* Start *

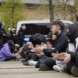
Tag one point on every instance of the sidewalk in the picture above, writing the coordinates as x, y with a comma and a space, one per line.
18, 70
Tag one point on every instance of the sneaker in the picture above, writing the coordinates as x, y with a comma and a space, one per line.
44, 67
58, 68
37, 65
74, 71
32, 63
25, 63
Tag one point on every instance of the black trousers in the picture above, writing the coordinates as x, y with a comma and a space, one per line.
50, 62
9, 58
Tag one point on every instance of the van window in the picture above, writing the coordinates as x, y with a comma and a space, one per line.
36, 28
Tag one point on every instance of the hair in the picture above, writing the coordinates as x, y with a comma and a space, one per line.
58, 22
10, 42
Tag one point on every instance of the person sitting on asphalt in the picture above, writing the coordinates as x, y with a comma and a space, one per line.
6, 53
60, 45
71, 57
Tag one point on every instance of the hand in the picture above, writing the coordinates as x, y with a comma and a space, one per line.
60, 56
67, 59
38, 49
40, 54
17, 55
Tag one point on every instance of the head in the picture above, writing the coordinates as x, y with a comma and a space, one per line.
49, 45
11, 45
30, 45
42, 39
54, 37
22, 27
57, 26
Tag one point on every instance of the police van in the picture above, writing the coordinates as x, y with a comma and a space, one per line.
36, 26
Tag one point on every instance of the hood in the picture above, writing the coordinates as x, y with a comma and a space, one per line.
73, 30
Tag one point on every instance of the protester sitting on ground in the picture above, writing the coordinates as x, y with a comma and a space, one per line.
7, 51
71, 57
41, 41
60, 45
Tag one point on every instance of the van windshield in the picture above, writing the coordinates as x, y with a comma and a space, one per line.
37, 28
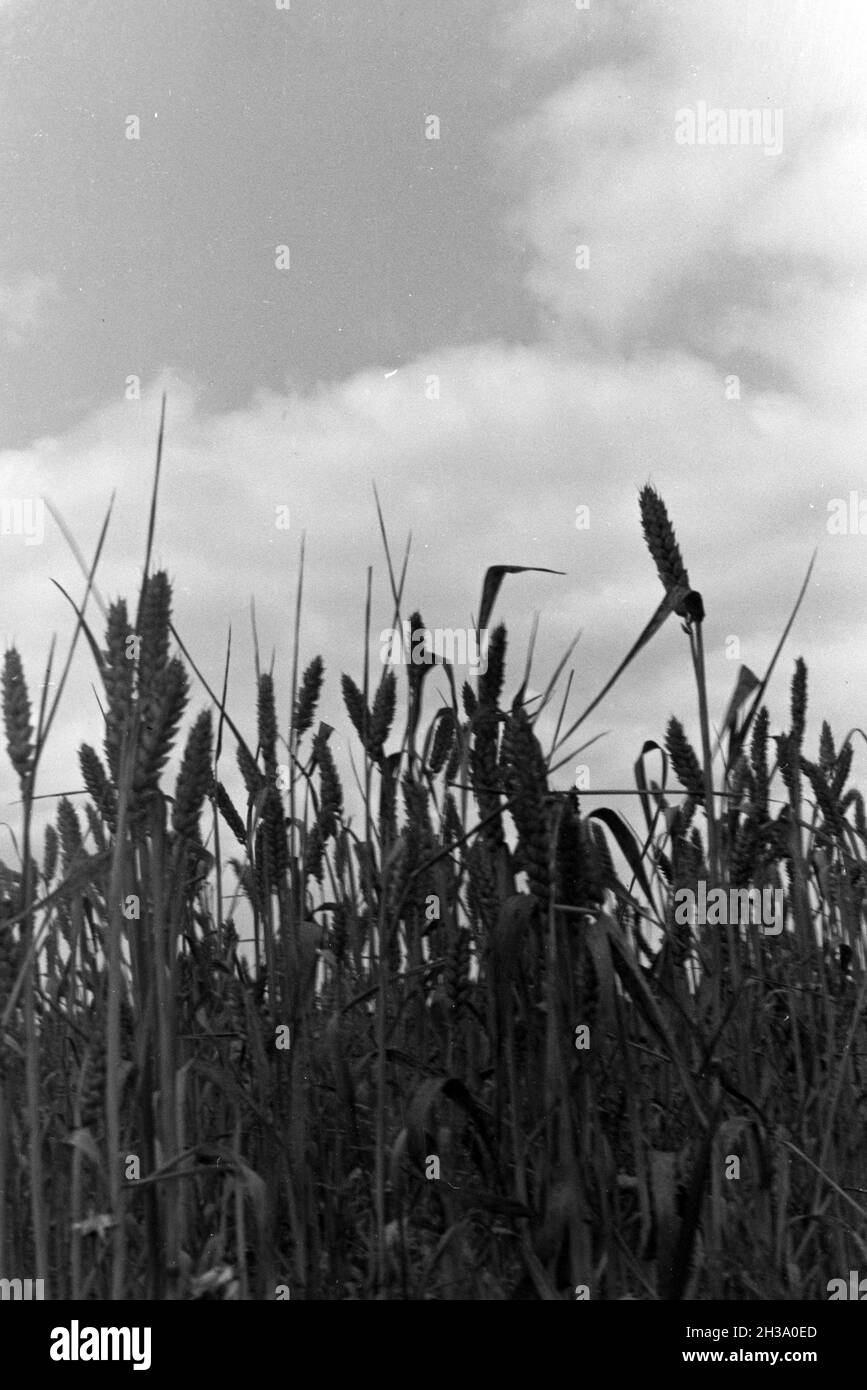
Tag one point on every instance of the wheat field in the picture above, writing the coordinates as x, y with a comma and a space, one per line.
463, 1047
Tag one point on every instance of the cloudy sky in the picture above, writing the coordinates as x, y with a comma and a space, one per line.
505, 259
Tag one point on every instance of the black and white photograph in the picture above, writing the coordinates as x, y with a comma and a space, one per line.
432, 666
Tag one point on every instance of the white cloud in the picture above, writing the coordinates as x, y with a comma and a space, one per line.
24, 300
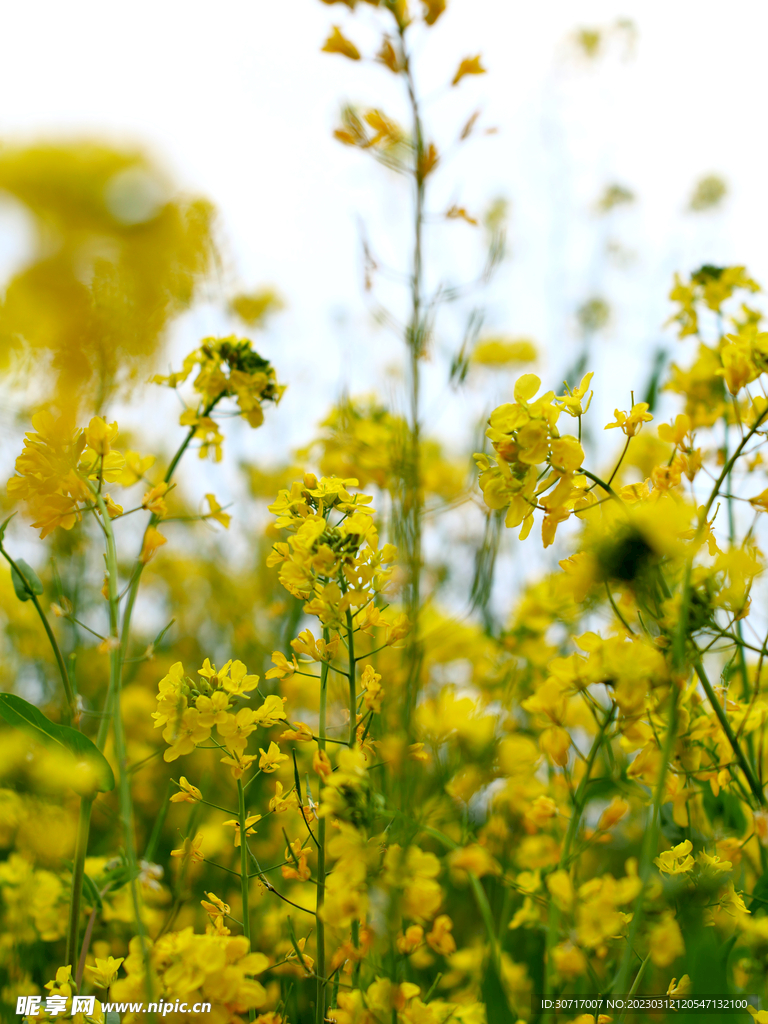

* End *

Given request >>
Rewrite the lines above as a Markdown table with two columns, Row for the row number and Line for the text, leaving out blank lines. Omit the pictures.

Full answer >>
| Row | Line |
|---|---|
| 1 | Tag one point on every instance of the sidewalk in the picture above, writing the coordinates as x, y with a comma and a space, one per line. |
| 2 | 18, 70 |
| 3 | Tag one point on every instance of the sneaker in the picture above, writing the coordinates as x, y with a comma and a space, one per line. |
| 4 | 44, 67 |
| 5 | 58, 68 |
| 6 | 37, 65 |
| 7 | 74, 71 |
| 8 | 32, 63 |
| 9 | 25, 63 |
| 10 | Tag one point on every instance of the black trousers in the picture above, writing the coordinates as x, y with a comma and a space, one per line. |
| 11 | 50, 62 |
| 12 | 9, 58 |
| 13 | Tag one point on every instance of the van window in the picture above, writing the coordinates as x, y with a comma and a space, one per line. |
| 14 | 36, 28 |
| 15 | Tag one point on every instance of the hair in the picture above, writing the coordinates as x, y with a comma and a space, one per line. |
| 16 | 58, 22 |
| 17 | 10, 42 |
| 18 | Tag one point on every instance of the person sitting on asphalt in the picture above, writing the coordinates as x, y with a comma and a space, one per line. |
| 19 | 6, 53 |
| 20 | 60, 45 |
| 21 | 71, 57 |
| 22 | Tag one point on every instance of the hand in the picture above, writing the coordinates as x, y with a comma and a space, one per line. |
| 23 | 60, 56 |
| 24 | 67, 59 |
| 25 | 38, 49 |
| 26 | 40, 54 |
| 27 | 17, 55 |
| 28 | Tag one point on every instance of the head in the picture above, writing the coordinates as x, y with a comma and a space, one per line. |
| 29 | 49, 45 |
| 30 | 11, 45 |
| 31 | 30, 45 |
| 32 | 42, 39 |
| 33 | 54, 37 |
| 34 | 22, 27 |
| 35 | 57, 26 |
| 36 | Tag one point on every instance of the police van in the picture above, writing the coordinates as x, y with a comma and a space, one per line. |
| 37 | 36, 26 |
| 38 | Tag one point on every instance of the hood in the picture above, writing the coordinates as x, y with a comma and a space, one per line. |
| 39 | 73, 30 |
| 40 | Tag one point on every instance of the protester sitting on ground in the picture above, writing the coordinates as x, y with a comma and a space, one per line. |
| 41 | 7, 51 |
| 42 | 71, 57 |
| 43 | 41, 41 |
| 44 | 60, 45 |
| 45 | Tag one point on every instance of the van windshield in the picture above, writing the coordinates as x, y with a comma and a space, one per line. |
| 46 | 37, 28 |
| 47 | Tag one point on every instance of the wheat field in the picture above, writing the coordinates as x, y with a comma and a space, one per line. |
| 48 | 463, 1047 |
| 49 | Tag one point on every instance of the cloudy sky in the picture above, writing the coordinates as x, y with a comma and a space, one per line. |
| 50 | 505, 259 |
| 51 | Tag one point on every instance of the black and white photograph in the picture above, writing the coordinates as x, y with a comma and a space, one per line. |
| 52 | 432, 666 |
| 53 | Tag one point on every instance of the white cloud in the picture above, writing the coordinates as x, y with a comma and a space, one per line. |
| 54 | 24, 300 |